*Brief*.
The answer is the set of lines that include "pair", copied from the data below.

*Material provided*.

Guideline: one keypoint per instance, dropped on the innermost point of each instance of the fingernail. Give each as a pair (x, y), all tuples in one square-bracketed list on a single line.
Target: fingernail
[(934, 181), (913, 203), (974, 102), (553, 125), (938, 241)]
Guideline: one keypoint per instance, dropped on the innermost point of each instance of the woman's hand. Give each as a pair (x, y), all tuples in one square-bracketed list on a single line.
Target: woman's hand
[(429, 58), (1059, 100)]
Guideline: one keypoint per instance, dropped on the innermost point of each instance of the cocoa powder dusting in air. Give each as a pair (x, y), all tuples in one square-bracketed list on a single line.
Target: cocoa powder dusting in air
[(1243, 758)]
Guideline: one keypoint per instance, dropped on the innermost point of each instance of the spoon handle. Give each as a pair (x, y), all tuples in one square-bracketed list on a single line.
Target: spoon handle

...

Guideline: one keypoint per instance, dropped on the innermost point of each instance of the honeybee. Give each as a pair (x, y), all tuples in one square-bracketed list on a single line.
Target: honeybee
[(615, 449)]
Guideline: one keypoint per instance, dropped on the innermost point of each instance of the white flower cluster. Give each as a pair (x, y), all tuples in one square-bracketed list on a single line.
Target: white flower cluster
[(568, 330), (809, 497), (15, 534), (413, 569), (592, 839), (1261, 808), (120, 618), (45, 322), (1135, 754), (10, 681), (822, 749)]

*Expected answer*.
Guideline: one keypoint per instance, dropped on the innermost point of each instance of the fingernail. Give each as a pair (x, y), all tuples in one square-bracketed list on a single line.
Guideline: one keypoint per instance, dropped on the innermost point of each instance of the woman's hand. Give each as a pair (x, y), all tuples in one square-bracketed list on a single line.
Guideline: one keypoint per instance, dropped on the innermost point of each instance of the cocoa powder dusting in air. Give each as a pair (x, y), all tuples in one square-bracketed list on a single line.
Guideline: one keypoint per instance, dropped on the innermost point of each instance of the spoon handle. Give each as a pair (x, y), all tuples in one square-bracketed list on a single line.
Guideline: one keypoint per instance, dropped on the innermost point of each instance of the honeybee. Give each as a pair (x, y), all tuples in one square-bracketed list on a single line.
Guideline: one keypoint per instance, dropped on the innermost point of each instance of the white flower cluster. Give each as a pair (x, y), all tuples in one square-bracketed list on a single line.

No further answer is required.